> [The task]:
Please return every line of the listing below that contains the word "camera", matching case exactly.

> [Location labeling records]:
[BEGIN]

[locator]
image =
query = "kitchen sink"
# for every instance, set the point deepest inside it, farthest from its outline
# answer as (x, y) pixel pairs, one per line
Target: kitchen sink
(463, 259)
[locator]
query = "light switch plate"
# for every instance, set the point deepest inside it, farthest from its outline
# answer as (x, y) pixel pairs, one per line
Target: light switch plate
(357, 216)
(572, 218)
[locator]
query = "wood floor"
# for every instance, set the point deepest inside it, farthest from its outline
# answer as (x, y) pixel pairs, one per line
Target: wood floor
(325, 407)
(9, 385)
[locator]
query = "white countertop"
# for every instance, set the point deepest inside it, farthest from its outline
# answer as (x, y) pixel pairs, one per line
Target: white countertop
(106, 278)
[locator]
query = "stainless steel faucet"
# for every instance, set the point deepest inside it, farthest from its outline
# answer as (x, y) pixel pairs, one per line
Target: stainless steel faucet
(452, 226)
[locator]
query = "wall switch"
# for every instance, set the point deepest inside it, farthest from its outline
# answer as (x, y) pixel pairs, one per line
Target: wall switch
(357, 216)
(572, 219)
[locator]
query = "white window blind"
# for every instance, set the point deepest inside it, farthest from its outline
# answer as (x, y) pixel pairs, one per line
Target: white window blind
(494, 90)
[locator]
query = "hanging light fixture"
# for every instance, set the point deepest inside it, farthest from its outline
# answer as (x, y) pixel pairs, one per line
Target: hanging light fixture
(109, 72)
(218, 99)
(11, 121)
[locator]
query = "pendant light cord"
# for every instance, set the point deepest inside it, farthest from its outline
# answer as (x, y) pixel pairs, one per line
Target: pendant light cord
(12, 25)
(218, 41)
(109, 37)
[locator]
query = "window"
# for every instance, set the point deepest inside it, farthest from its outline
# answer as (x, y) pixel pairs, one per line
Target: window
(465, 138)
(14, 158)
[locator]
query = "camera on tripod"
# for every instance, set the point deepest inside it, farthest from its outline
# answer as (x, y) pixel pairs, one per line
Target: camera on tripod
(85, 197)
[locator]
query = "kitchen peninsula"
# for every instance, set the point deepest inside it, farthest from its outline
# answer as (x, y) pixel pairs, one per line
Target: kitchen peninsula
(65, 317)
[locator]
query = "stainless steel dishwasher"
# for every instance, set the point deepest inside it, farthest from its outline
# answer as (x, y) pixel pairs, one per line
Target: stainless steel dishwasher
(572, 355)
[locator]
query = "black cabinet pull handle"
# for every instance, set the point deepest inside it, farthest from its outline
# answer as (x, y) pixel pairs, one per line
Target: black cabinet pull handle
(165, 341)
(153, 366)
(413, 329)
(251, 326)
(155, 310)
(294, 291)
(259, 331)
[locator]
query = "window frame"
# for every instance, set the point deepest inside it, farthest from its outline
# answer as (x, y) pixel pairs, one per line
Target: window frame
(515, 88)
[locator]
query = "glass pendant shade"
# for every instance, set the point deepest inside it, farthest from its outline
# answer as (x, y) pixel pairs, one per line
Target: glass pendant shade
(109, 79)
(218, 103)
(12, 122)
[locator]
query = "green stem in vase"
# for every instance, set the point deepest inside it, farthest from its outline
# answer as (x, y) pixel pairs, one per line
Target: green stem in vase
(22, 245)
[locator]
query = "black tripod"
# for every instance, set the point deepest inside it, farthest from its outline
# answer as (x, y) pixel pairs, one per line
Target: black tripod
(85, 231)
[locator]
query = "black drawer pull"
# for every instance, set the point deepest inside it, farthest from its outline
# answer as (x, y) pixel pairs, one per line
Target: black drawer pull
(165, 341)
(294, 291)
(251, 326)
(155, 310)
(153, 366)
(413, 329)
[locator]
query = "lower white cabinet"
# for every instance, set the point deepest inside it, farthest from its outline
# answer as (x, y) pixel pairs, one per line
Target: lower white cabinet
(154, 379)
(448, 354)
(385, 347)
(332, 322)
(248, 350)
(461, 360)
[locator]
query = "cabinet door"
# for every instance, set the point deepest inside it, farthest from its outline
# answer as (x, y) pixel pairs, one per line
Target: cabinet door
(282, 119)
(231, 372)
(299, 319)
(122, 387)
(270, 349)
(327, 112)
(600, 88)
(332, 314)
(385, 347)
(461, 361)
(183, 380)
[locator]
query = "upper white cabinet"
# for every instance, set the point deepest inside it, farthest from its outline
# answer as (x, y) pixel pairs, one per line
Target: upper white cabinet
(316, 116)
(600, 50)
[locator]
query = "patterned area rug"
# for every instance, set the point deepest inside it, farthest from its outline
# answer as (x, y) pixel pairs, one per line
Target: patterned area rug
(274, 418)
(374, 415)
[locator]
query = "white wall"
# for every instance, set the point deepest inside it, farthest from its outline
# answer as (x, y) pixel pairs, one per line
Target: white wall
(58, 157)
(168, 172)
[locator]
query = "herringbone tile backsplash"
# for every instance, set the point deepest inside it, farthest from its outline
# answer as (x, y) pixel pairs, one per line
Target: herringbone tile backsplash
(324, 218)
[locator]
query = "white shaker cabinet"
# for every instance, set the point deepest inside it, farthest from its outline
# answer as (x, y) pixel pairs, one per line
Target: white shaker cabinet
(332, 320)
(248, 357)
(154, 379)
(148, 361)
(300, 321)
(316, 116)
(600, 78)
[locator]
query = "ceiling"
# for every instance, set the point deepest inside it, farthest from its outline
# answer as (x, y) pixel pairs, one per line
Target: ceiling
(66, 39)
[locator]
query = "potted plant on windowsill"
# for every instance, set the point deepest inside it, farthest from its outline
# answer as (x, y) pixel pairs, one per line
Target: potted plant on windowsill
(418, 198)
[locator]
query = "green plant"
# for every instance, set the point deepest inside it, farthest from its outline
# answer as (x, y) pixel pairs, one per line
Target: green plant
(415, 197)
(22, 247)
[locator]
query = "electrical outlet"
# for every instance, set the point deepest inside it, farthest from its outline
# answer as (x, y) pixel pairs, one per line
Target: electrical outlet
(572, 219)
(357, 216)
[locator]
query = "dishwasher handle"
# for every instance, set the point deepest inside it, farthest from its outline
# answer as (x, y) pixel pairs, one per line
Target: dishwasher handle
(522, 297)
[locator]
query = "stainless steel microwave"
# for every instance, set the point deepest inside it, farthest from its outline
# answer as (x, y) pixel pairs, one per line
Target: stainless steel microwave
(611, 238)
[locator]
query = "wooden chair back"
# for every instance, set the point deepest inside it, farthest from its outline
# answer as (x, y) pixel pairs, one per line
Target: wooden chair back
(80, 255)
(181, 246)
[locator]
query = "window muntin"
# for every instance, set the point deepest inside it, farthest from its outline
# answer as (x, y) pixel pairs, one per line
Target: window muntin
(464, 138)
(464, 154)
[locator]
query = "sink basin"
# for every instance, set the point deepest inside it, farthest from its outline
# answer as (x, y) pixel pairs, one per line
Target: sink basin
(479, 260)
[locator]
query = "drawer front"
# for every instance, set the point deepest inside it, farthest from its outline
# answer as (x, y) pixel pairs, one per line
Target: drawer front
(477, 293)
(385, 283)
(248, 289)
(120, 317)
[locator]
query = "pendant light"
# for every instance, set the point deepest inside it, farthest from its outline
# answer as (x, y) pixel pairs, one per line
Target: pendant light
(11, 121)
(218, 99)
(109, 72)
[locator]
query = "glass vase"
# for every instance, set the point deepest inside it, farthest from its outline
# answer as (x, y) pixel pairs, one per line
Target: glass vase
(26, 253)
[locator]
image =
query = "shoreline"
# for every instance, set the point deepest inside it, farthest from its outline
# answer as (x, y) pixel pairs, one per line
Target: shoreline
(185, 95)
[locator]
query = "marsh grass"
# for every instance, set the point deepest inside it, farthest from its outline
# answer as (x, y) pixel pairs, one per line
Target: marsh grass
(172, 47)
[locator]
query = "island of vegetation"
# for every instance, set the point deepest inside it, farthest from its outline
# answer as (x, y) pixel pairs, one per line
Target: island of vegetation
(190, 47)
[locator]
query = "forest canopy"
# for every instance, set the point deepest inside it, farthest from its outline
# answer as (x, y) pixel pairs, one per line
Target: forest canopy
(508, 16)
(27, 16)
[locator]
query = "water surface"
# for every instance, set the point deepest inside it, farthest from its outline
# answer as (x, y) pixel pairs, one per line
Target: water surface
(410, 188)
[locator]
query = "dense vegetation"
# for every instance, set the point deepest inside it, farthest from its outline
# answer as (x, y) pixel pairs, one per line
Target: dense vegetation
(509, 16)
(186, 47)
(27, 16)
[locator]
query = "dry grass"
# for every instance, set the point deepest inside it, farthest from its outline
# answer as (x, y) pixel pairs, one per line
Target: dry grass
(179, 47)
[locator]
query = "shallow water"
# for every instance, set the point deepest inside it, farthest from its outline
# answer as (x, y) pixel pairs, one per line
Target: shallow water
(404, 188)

[END]

> [Task answer]:
query = "camera on tripod"
Target: camera on tripod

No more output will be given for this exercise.